__Extrait du document__.
- - - - -
Si rien n’avait vraiment de sens dans ce que Noel faisait chanter à son castagneur de frérot, la formule était pourtant limpide et imparable. Refrains calibrés pour les stades, gouaille miraculeuse, attitude de sales gosses et caractères. Oasis cochait alors toutes les cases d’un projet gouvernemental top secret visant à offrir aux Anglais une figure totémique autour de laquelle pouvait se réunir le peuple. Après tout, depuis l’assassinat de la Reine par les Smiths, qui pouvait prétendre rassembler la nation sous un même étendard ?
“Oasis est le groupe le plus bosseur qui m’ait été donné de voir évoluer” Alan McGee
Après la sortie, le 30 août 1994, de Definitely Maybe – on parle ici de 150 000 exemplaires vendus en trois jours –, Oasis file se confronter au continent américain avec pertes et fracas. Chambres d’hôtel saccagées, prestations scéniques sous haute influence narcotique et pétage de boulon de Noel, qui se rase la tête treize ans avant Britney, avant de disparaître des écrans radars quelques jours, puis de réapparaître avec quelques morceaux en poche, dont le sublime Talk Tonight, l’une des trois faces B du single Some Might Say (1995).
Alan McGee serait bien allé aux Etats-Unis avec le groupe, mais il nous confie avoir passé quelque temps en cure de désintoxication à la même période. Après s’être foutu sur la gueule backstage avec Liam, Tony McCarroll, batteur du groupe, est prié de plier bagage et d’aller voir ailleurs s’il y est.
Des morceaux écrits sur la route
(What’s the Story) Morning Glory ? sera mis en boîte entre février et juillet 1995, dans les studios de Rockfield, au pays de Galles, puis finalisé à Abbey Road, à Londres. Les morceaux ont, pour la plupart, été écrits sur la route, entre deux tournées chaotiques : “Oasis est le groupe le plus bosseur qui m’ait été donné de voir évoluer, nous raconte McGee avec son accent écossais accidenté. Noel, en tant que songwriter, me faisait beaucoup penser à Shaun Ryder (des Happy Mondays – ndlr). Shaun travaillait chaque putain de jour. Le seul truc qui compte pour ce genre de mec, c’est que le travail soit fait”.
John Robb, conscience de la scène post-punk britannique, inventeur présumé du label “Britpop” et mémoire vivante de la ville de Manchester, est l’un des premiers à avoir écouté ce deuxième album, lorsque Liam l’invita, lui et le groupe qu’il produisait à l’époque, à passer en studio pendant l’enregistrement du disque. D’autres visites du même type ne plurent pas à Noel, qui péta un câble lorsqu’un soir il découvrit un tas de pochtrons en train de picoler en tripotant ses guitares et foutut tout le monde à la porte.
- - - - -
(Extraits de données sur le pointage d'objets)
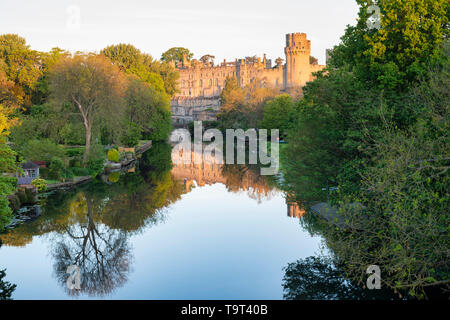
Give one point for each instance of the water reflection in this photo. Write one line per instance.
(237, 178)
(227, 254)
(102, 254)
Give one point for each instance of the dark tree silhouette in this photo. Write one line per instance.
(315, 278)
(6, 288)
(102, 254)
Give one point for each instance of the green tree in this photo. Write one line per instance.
(8, 164)
(160, 75)
(176, 54)
(90, 86)
(22, 65)
(279, 113)
(147, 111)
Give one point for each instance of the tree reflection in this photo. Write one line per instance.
(6, 288)
(316, 278)
(102, 254)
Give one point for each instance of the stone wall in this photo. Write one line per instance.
(201, 83)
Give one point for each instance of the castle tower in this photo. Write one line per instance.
(297, 50)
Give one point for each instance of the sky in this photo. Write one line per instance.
(227, 29)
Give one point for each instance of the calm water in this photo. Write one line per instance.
(161, 232)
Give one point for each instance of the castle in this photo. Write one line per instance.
(201, 82)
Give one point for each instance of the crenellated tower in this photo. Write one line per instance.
(297, 50)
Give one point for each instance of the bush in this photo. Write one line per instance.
(56, 168)
(75, 152)
(95, 166)
(39, 184)
(42, 150)
(131, 135)
(80, 171)
(113, 155)
(114, 177)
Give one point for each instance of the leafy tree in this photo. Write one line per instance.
(42, 150)
(160, 75)
(90, 86)
(207, 58)
(279, 113)
(6, 288)
(242, 107)
(147, 110)
(21, 65)
(313, 60)
(176, 54)
(8, 164)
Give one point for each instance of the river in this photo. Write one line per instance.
(162, 232)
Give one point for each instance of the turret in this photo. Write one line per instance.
(297, 50)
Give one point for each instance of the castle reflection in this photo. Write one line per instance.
(237, 178)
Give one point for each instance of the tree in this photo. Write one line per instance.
(147, 111)
(176, 54)
(6, 288)
(207, 59)
(160, 75)
(313, 60)
(8, 164)
(92, 87)
(251, 59)
(279, 113)
(22, 65)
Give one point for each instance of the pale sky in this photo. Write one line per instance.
(226, 29)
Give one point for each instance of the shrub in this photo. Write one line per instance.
(95, 166)
(113, 155)
(39, 184)
(80, 171)
(114, 177)
(56, 168)
(42, 150)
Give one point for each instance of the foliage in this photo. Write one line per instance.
(113, 155)
(316, 278)
(242, 107)
(148, 112)
(114, 177)
(6, 288)
(8, 164)
(279, 113)
(159, 75)
(375, 125)
(92, 86)
(39, 184)
(176, 54)
(42, 150)
(21, 66)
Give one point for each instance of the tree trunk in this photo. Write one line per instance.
(88, 144)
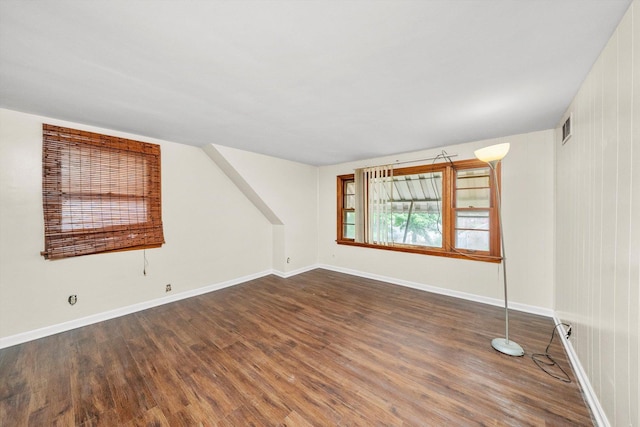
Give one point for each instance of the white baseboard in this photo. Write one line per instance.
(99, 317)
(592, 399)
(286, 275)
(443, 291)
(589, 394)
- - - - -
__Consignes d'exercice__.
1/ Recopiez mot pour mot le passage de l'extrait sur Oasis qui va de « Si rien n’avait » jusqu'à « même étendard ? » inclus.
2/ Mettez en liste numérotée, sans lignes vides, les lignes des entrées qui vont de celle contenant « Give one point for each instance of the shrub » jusqu'à la toute dernière ligne des entrées, incluses. Ne reprenez pas les images.
Le texte et les entrées n'ont aucun lien entre eux.

__Solutions__.
1/
Si rien n’avait vraiment de sens dans ce que Noel faisait chanter à son castagneur de frérot, la formule était pourtant limpide et imparable. Refrains calibrés pour les stades, gouaille miraculeuse, attitude de sales gosses et caractères. Oasis cochait alors toutes les cases d’un projet gouvernemental top secret visant à offrir aux Anglais une figure totémique autour de laquelle pouvait se réunir le peuple. Après tout, depuis l’assassinat de la Reine par les Smiths, qui pouvait prétendre rassembler la nation sous un même étendard ?

2/
1. Give one point for each instance of the shrub in this photo. Write one line per instance.
2. (95, 166)
3. (113, 155)
4. (39, 184)
5. (80, 171)
6. (114, 177)
7. (56, 168)
8. (42, 150)
9. Give one point for each instance of the foliage in this photo. Write one line per instance.
10. (113, 155)
11. (316, 278)
12. (242, 107)
13. (148, 112)
14. (114, 177)
15. (6, 288)
16. (8, 164)
17. (279, 113)
18. (159, 75)
19. (375, 125)
20. (92, 86)
21. (39, 184)
22. (176, 54)
23. (42, 150)
24. (21, 66)
25. Give one point for each instance of the tree trunk in this photo. Write one line per instance.
26. (88, 144)
27. Give one point for each instance of the white baseboard in this photo. Write one line per instance.
28. (99, 317)
29. (592, 399)
30. (286, 275)
31. (443, 291)
32. (589, 394)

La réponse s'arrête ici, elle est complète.